REQUIRED ACTION: Find the line that contains "y=213, one point per instance." in the entries below. Write out that line and all that follow it, unchanged and alone.

*** DATA TO USE Section Begins ***

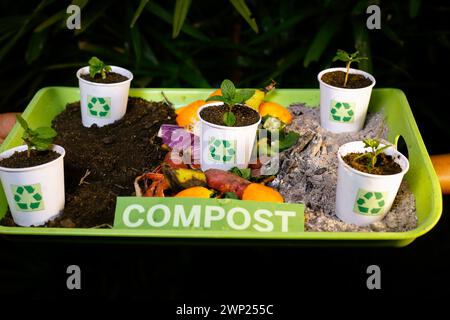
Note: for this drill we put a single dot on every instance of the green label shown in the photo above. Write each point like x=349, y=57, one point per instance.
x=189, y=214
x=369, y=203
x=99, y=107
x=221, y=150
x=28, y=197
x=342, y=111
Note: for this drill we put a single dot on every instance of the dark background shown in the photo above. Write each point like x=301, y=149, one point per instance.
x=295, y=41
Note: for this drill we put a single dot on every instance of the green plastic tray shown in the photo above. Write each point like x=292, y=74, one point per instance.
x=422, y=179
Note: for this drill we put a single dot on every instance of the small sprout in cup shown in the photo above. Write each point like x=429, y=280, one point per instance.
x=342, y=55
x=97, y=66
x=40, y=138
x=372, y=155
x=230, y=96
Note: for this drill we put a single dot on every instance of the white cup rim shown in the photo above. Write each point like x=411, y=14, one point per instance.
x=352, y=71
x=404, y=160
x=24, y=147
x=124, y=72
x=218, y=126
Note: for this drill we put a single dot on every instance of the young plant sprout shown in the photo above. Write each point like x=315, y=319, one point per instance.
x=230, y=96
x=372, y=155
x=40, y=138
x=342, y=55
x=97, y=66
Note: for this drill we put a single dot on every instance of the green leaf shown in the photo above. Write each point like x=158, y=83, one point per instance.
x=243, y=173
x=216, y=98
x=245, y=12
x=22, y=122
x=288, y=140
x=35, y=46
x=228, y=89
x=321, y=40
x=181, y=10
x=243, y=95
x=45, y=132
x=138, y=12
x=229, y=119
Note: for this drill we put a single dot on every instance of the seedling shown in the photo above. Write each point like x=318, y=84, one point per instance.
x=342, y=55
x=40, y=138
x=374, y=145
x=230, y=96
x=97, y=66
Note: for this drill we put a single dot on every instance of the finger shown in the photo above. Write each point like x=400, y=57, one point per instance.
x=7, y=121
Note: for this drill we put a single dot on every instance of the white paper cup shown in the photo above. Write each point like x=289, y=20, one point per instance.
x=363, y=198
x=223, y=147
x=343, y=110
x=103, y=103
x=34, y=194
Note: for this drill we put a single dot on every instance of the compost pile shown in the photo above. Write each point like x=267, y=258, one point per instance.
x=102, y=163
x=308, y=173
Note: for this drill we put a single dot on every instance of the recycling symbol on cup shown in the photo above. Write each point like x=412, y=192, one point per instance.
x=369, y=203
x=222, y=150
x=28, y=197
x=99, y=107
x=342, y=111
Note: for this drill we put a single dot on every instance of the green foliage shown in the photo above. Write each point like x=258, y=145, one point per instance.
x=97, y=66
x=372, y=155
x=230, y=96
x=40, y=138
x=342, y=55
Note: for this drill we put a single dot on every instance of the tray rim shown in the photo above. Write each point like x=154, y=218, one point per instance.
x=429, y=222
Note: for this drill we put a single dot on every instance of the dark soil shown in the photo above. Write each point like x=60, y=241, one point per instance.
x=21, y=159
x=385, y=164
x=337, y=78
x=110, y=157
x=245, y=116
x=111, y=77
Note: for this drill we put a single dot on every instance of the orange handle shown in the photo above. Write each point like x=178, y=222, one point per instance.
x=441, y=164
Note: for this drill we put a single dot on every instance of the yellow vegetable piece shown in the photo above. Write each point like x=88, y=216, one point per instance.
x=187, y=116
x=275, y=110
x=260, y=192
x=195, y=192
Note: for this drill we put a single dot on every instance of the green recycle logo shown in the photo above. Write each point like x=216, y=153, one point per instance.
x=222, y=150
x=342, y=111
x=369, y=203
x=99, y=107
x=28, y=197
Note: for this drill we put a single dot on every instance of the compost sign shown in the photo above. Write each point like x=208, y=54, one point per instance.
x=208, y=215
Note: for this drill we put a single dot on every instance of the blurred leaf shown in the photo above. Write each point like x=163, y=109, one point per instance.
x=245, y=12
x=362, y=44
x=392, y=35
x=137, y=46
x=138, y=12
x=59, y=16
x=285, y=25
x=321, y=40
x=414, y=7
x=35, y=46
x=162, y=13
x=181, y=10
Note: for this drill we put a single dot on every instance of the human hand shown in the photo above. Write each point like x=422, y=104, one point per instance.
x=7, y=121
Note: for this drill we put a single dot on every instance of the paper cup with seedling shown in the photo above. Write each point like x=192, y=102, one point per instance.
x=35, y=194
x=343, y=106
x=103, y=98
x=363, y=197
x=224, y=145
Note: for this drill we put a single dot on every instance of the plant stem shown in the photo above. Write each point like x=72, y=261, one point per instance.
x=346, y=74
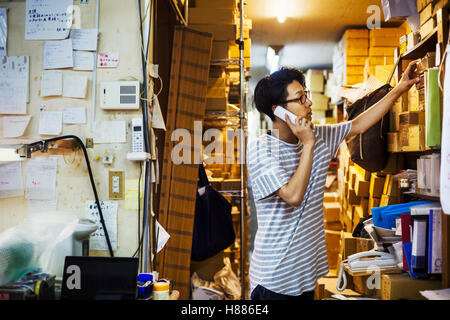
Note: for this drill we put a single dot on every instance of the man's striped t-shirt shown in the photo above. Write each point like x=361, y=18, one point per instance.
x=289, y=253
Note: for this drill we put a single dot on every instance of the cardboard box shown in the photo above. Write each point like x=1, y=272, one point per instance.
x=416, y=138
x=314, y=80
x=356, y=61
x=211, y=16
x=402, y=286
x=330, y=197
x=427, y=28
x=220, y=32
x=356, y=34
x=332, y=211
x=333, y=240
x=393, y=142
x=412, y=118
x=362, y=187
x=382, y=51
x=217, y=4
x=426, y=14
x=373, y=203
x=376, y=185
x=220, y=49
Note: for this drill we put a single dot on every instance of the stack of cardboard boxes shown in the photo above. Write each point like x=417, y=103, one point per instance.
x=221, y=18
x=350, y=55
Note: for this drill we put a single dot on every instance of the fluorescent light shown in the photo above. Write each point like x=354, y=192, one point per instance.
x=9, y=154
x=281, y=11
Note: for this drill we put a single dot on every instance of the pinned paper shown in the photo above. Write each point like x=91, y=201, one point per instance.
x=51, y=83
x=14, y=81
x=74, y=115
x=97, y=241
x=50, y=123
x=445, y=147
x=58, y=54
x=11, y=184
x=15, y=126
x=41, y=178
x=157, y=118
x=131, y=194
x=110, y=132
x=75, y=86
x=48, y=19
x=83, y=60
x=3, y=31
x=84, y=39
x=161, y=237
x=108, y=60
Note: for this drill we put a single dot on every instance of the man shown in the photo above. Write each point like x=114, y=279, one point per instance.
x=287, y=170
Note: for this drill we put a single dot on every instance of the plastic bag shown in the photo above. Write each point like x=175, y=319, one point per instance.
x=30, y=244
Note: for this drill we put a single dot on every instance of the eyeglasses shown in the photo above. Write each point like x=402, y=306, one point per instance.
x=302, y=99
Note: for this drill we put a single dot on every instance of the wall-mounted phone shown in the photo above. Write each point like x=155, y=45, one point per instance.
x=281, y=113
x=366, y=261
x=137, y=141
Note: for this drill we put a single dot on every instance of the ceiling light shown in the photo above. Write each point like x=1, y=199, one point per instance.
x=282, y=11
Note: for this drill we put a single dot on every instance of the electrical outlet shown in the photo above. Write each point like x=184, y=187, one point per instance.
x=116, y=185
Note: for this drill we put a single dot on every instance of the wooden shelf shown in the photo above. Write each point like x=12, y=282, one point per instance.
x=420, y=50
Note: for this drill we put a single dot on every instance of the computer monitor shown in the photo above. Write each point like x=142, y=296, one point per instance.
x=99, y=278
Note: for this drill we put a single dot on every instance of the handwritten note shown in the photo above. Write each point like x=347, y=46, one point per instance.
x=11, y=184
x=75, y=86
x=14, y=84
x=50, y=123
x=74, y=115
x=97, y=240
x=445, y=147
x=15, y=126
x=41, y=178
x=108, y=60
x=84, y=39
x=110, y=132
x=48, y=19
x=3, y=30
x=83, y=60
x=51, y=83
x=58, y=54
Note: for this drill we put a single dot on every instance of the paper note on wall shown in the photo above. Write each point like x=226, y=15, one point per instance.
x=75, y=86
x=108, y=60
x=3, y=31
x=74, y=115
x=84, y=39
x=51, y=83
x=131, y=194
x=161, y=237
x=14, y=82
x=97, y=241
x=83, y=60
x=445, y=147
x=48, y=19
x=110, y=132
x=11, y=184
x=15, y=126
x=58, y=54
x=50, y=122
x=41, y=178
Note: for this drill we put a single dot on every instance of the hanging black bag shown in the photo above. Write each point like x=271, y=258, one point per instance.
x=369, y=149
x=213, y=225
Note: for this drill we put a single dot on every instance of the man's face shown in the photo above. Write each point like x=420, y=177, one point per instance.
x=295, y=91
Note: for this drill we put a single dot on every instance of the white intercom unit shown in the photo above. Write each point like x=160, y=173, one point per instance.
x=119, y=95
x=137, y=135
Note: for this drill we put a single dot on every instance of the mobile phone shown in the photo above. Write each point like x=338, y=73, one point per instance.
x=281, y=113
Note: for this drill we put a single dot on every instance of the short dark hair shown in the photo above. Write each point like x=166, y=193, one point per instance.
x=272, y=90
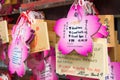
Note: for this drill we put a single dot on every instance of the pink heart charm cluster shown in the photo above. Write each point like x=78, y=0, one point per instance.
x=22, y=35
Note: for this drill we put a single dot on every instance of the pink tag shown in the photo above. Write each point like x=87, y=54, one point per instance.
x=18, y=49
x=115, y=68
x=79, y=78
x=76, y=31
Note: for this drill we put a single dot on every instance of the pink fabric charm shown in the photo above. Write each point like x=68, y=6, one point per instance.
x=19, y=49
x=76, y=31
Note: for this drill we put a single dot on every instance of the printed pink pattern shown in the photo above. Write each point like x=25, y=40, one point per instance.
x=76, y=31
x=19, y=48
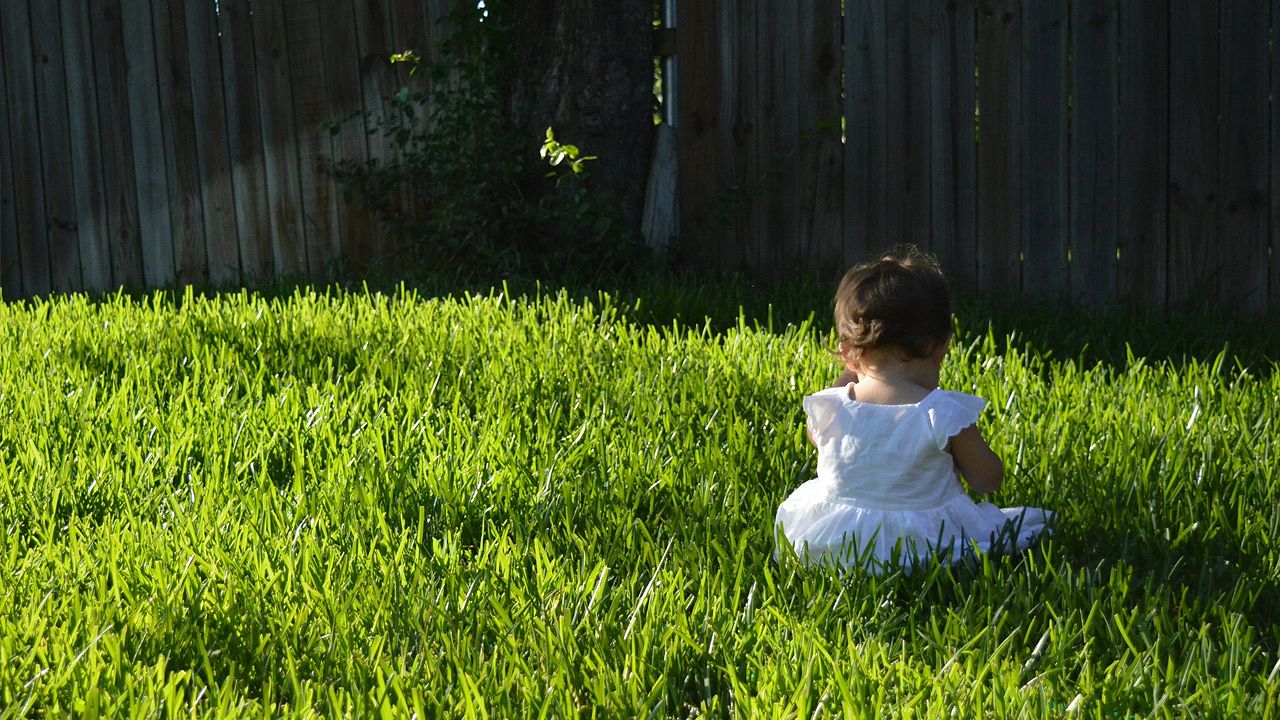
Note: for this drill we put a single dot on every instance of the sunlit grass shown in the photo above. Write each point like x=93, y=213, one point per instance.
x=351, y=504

*** DATA TO USE Section Ends ***

EXERCISE RESULT:
Note: for this drill we put a single dot on every instance of the sunlit grass shown in the photo above. Write each point like x=93, y=213, one point per instance.
x=351, y=504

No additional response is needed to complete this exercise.